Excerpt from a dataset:
=-=-=-=-=

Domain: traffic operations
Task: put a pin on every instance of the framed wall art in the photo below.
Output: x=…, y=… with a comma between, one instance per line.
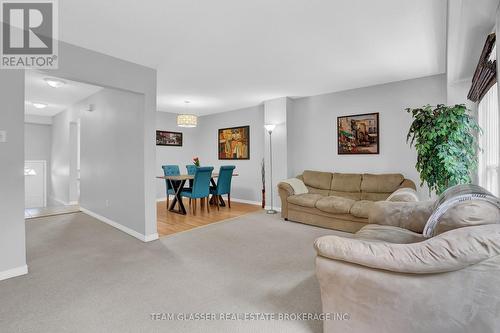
x=358, y=134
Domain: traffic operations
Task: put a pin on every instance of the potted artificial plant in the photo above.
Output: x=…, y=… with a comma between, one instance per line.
x=445, y=138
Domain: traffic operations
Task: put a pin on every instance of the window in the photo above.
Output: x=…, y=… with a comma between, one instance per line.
x=489, y=141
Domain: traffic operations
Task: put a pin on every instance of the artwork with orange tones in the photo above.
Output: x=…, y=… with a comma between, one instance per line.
x=234, y=143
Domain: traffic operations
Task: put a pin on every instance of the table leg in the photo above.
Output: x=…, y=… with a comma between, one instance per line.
x=177, y=198
x=214, y=197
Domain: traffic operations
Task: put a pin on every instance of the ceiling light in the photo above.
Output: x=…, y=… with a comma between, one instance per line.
x=270, y=127
x=187, y=120
x=55, y=83
x=39, y=105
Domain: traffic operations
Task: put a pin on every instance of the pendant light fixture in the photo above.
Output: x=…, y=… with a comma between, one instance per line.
x=186, y=119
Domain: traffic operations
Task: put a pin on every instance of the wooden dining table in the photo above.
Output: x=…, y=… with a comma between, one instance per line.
x=177, y=183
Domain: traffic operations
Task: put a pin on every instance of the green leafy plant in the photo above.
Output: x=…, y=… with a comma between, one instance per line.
x=445, y=138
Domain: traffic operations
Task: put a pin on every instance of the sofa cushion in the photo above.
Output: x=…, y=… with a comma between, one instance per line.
x=386, y=183
x=315, y=190
x=468, y=213
x=361, y=208
x=305, y=200
x=346, y=182
x=335, y=205
x=317, y=179
x=374, y=196
x=404, y=194
x=387, y=233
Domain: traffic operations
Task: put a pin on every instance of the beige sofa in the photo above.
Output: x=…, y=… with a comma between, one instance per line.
x=389, y=278
x=339, y=201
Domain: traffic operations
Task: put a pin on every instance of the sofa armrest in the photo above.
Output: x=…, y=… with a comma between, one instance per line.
x=447, y=252
x=408, y=183
x=285, y=190
x=409, y=215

=-=-=-=-=

* Stated problem *
Rewrite all of the items above as a Markdown table with the columns Row and Line, placing each line in its own numbered row. Omit blank lines and pictures.

* Result of this exercise *
| Row | Line |
|---|---|
| 1 | Domain: traffic operations |
| 2 | Task: put a pin on every instance of the framed wall art in the photo below. |
| 3 | Output: x=…, y=… with a comma between, one instance per line. |
| 4 | x=358, y=134 |
| 5 | Domain: traffic operations |
| 6 | Task: put a pin on every instance of the potted artificial plant in the photo above. |
| 7 | Output: x=…, y=… with a comma between, one instance per line. |
| 8 | x=445, y=138 |
| 9 | Domain: traffic operations |
| 10 | Task: put a pin on every instance of the window in the photo above. |
| 11 | Output: x=…, y=… with a comma between, one instance per line. |
| 12 | x=489, y=141 |
| 13 | Domain: traffic operations |
| 14 | Task: put a pin on every instance of the artwork with orange tones in the photo above. |
| 15 | Output: x=…, y=… with a comma between, one instance per line. |
| 16 | x=234, y=143 |
| 17 | Domain: traffic operations |
| 18 | Task: put a pin on every instance of the table leg in the photo above. |
| 19 | Output: x=…, y=… with a comma between, one instance per line. |
| 20 | x=177, y=198 |
| 21 | x=214, y=197 |
| 22 | Domain: traffic operations |
| 23 | Task: put a pin on every instance of the ceiling light in the photo above. |
| 24 | Output: x=…, y=… with a comma between, one instance per line. |
| 25 | x=270, y=127 |
| 26 | x=187, y=120 |
| 27 | x=55, y=83 |
| 28 | x=39, y=105 |
| 29 | Domain: traffic operations |
| 30 | Task: put a pin on every instance of the pendant light fixture in the photo above. |
| 31 | Output: x=…, y=… with a comma between, one instance per line. |
| 32 | x=186, y=119 |
| 33 | Domain: traffic operations |
| 34 | Task: put a pin on every instance of the wooden dining table in the photo above. |
| 35 | Output: x=…, y=… with a comma between, one instance per line. |
| 36 | x=177, y=183 |
| 37 | Domain: traffic operations |
| 38 | Task: put a pin on every instance of the green leafy plant in the photo above. |
| 39 | Output: x=…, y=… with a comma between, one instance per line. |
| 40 | x=445, y=138 |
| 41 | Domain: traffic operations |
| 42 | Task: put a pin on every instance of the sofa cushion in the photo above. |
| 43 | Output: x=…, y=… with a comma between, one instance per line. |
| 44 | x=386, y=183 |
| 45 | x=315, y=190 |
| 46 | x=468, y=213 |
| 47 | x=361, y=208 |
| 48 | x=305, y=200 |
| 49 | x=346, y=182 |
| 50 | x=335, y=205 |
| 51 | x=317, y=179 |
| 52 | x=374, y=196 |
| 53 | x=404, y=194 |
| 54 | x=387, y=233 |
| 55 | Domain: traffic operations |
| 56 | Task: put a pin on every instance of the beige sofa in the photo above. |
| 57 | Output: x=…, y=… with a comma between, one instance per line. |
| 58 | x=389, y=278 |
| 59 | x=339, y=201 |
| 60 | Domain: traffic operations |
| 61 | Task: put a pin on every instance of the sofa armrest in the photo above. |
| 62 | Output: x=…, y=… with a comma between, one instance per line. |
| 63 | x=447, y=252 |
| 64 | x=408, y=183 |
| 65 | x=285, y=190 |
| 66 | x=409, y=215 |